= Texte source =
La seconde raison qui prouve que ce n'étoit là qu'une vision symbolique, est prise de la nature même de la chose. La véracité & la sainteté de Dieu ne permettent pas qu'il envoie dans les prophetes un esprit de mensonge auquel ils ne puissent résister: puisqu'il s'ensuivroit de là que Dieu lui - même seroit l'auteur du mensonge, & que les hommes ne seroient en aucune façon criminels ou blâmables; & si les prophetes dont il s'agit n'étoient pas en état de distinguer entre l'inspiration divine & celle du démon, ils n'étoient nullement coupables.

Ajoutez à cela que si l'on suppose qu'il soit jamais arrivé que les prophetes du vrai Dieu, parlant sincerement & se croyant divinement inspirés, ont cependant été séduits par l'esprit de mensonge; cela ne pouvoit qu'affoiblir l'autorité de la prophétie, & la décréditer, tant dans l'esprit des prophetes eux - mêmes, desormais hors d'état de distinguer une véritable inspiration d'avec une une fausse; que dans l'esprit du peuple, convaincu par expérience que les vrais prophetes, aussi - bien que les imposteurs, pouvoient se tromper dans leurs prédictions, & se croire inspirés tandis qu'ils ne l'étoient réellement point. Quiconque, dit M. le Clerc, pesera ces raisons & d'autres que l'on pourroit alléguer, ne pourra s'empêcher de conclure que cette vision n'est nullement un récit de ce qui s'étoit passé réellement dans le ciel. [p. 463]

Le P. Calmet penche pour le sentiment de M. le Clerc; il remarque que Dieu, dans ses révélations au genre humain, s'accommode à notre portée, & souvent même à nos préjugés. Les Juifs se représentoient Dieu dans le ciel, tel qu'un roi dans son royaume; les bons & les mauvais esprits, comme les exécuteurs & les instrumens de ses desseins, les uns à sa droite & les autres à sa gauche; & comme les princes de la terre n'entreprennent guere rien qui soit de conséquence, sans l'avis de leur conseil, Dieu est représenté délibérant de la même maniere sur le sujet d'Achab. Tout cela ne peut se prendre au pié de la lettre; Dieu ne consulte aucun ange pour exécuter ses volontés. Qui a connu la pensée du Seigneur, ou qui a été son conseiller? On sait aussi que les mauvais anges ne se trouvent pas devant le Seigneur & à la gauche de son trône dans le ciel. L'écriture de l'ancien & du nouveau Testament nous apprend qu'ils sont tombés du ciel & détenus dans des chaines d'obscurité. Isaïe, xl. 12. Cependant puisque Job nous représente les mauvais anges devant le Seigneur, à - peu - près comme fait ici Michée, nous en devons conclure que telle étoit l'idée de le concevoir parmi les Hébreux & parmi les autres peuples qui n'étoient point plongés dans l'idolatrie.

Il faut enfin remarquer que les termes de l'Ecriture n'emportent pas un commandement direct ou une approbation, mais une simple permission; c'est - à - dire, que Dieu n'empêcha point l'esprit malin de séduire les prophetes. Il permit, sans aucune approbation de sa part, que toutes ces circonstances contribuassent à avancer l'accomplissement de ses desseins. C'est ainsi que J. C. disoit à Judas: ce que tu fais fais - le bientôt, Jean, xiij. 27. quoique le Sauveur fût bien éloigné le lui commander ou d'approuver ce qu'il avoit dessein de faire. C'est encore ainsi que Dieu disoit à Isaïe, c. vj. 10. Engraisse le coeur de ce peuple, rend ses oreilles pesantes, & bouche ses yeux; paroles qui n'étoient qu'une prophétie de ce qui devoit arriver. (D. J.)

= Données affichées =
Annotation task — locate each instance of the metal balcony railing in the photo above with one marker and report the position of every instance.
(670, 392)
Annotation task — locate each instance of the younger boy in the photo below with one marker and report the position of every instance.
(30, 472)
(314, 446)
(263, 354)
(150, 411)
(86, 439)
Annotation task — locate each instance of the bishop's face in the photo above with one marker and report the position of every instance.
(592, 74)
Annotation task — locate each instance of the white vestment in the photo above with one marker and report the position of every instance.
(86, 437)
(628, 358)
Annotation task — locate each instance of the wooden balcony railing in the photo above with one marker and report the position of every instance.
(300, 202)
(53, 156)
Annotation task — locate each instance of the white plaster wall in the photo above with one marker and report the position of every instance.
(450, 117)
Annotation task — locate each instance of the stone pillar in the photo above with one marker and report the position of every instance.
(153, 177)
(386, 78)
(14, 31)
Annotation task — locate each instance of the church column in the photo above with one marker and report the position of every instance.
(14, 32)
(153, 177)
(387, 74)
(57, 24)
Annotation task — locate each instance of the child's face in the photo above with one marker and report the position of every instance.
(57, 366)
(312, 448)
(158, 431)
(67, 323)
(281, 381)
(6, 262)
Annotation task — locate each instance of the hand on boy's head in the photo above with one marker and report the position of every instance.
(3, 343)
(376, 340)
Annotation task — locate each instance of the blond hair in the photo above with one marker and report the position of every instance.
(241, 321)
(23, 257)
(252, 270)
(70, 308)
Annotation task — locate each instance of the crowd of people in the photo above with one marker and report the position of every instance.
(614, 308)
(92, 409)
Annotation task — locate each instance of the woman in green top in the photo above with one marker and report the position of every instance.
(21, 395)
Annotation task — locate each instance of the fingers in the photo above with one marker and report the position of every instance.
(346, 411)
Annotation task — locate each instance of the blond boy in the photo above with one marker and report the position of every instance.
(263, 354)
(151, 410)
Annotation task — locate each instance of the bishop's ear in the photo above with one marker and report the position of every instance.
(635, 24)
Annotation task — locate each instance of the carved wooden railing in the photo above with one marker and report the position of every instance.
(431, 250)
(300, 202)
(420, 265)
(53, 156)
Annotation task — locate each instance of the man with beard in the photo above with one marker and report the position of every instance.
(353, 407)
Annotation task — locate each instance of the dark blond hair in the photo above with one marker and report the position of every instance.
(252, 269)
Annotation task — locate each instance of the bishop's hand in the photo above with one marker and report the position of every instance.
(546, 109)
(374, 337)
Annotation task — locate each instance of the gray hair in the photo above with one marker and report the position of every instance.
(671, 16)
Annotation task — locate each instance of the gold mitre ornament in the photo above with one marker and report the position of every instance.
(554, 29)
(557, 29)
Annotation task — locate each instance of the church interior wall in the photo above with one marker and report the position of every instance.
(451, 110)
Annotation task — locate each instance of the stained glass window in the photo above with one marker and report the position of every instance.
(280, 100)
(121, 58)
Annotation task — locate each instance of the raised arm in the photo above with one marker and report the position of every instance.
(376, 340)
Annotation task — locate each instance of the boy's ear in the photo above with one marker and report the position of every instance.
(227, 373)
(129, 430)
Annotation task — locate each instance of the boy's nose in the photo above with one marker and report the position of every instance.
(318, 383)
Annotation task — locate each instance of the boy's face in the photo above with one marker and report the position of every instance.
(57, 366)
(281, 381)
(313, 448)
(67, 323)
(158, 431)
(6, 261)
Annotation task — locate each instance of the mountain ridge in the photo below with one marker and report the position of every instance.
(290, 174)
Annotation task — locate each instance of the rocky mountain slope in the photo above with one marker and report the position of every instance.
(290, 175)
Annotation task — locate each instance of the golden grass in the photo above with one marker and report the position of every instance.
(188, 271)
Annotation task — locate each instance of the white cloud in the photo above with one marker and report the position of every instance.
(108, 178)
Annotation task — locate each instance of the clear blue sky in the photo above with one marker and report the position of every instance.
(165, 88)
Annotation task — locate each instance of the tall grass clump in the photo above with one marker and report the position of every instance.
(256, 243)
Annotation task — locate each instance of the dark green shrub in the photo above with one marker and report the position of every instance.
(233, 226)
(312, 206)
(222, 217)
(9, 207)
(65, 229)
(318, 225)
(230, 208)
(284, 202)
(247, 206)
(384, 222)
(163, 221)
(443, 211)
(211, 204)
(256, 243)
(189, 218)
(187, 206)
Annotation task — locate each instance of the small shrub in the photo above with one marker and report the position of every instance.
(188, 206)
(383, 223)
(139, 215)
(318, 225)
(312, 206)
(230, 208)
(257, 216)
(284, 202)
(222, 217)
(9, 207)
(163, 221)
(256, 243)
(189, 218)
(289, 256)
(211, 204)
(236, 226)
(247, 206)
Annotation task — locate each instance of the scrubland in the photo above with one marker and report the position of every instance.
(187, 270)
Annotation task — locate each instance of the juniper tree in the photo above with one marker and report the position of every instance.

= Consigne 1 =
Relevez toutes les références bibliques que le passage sur la vision symbolique donne en abrégé avec le livre, le chapitre et le verset, dans leur ordre d'apparition.
= Consigne 2 =
Poursuivez le passage sur la vision symbolique au-delà de sa dernière phrase.

= Résultat 1 =
- Isaïe, xl. 12
- Jean, xiij. 27
- Isaïe, c. vj. 10

= Résultat 2 =
PROPHÉTIE (Page 13:463)

PROPHÉTIE, prophetia, se dit en général de toute prédiction faite par l'inspiration divine. Voyez Inspiration.

Mais pour en donner une idée plus ju'te, il est à propos d'observer, 1°. que la prophétie n'est point la prévoyance de quelques effets naturels & physiques, suites infaillibles de la communication des différens mouvemens de la matiere. Un astronome prédit les éclipses, un pilote prévoit les tempêtes; & ni l'un ni l'autre ne sont pour cela prophetes. 2°. Que la prophétie n'est pas non plus la prévoyance de quelque suite d'événemens, établie sur certains signes extérieurs en conséquence de plusieurs expériences où ces mêmes signes ont été succédés d'évenemens pareils: les décisions des médecins sont de ce genre, & ne passent pas pour des prophéties. 3°. La prophétie n'est pas le présage de quelques révolutions dans les affaires, soit publiques, soit particulieres, quand on a pour motif la détermination, la connoissance du coeur humain, ou du jeu des passions, qui engagent presque toujours les hommes dans les mêmes démarches. La politique & la réflexion suffisent pour prévenir de pareils événemens.

La prophétie est donc la connoissance de l'avenir impénétrable à l'esprit humain; ou pour mieux dire, c'est la connoissance infaillible des événemens futurs, libres, casuels, où l'esprit ne découvre ni détermination antérieure, ni disposition préliminaire. On peut encore la définir la prédiction certaine d'une chose suture & contingente, & qui n'a pu être prévue par aucun moyen naturel.

Dieu seul a par lui - même la connoissance de l'avenir; mais il peut la communiquer aux hommes, & leur ordonner d'annoncer aux autres les vérités qu'il leur a manifestées: or, c'est ce qu'il a fait, & delà les prophéties qui sont contenues dans l'anc en Testament.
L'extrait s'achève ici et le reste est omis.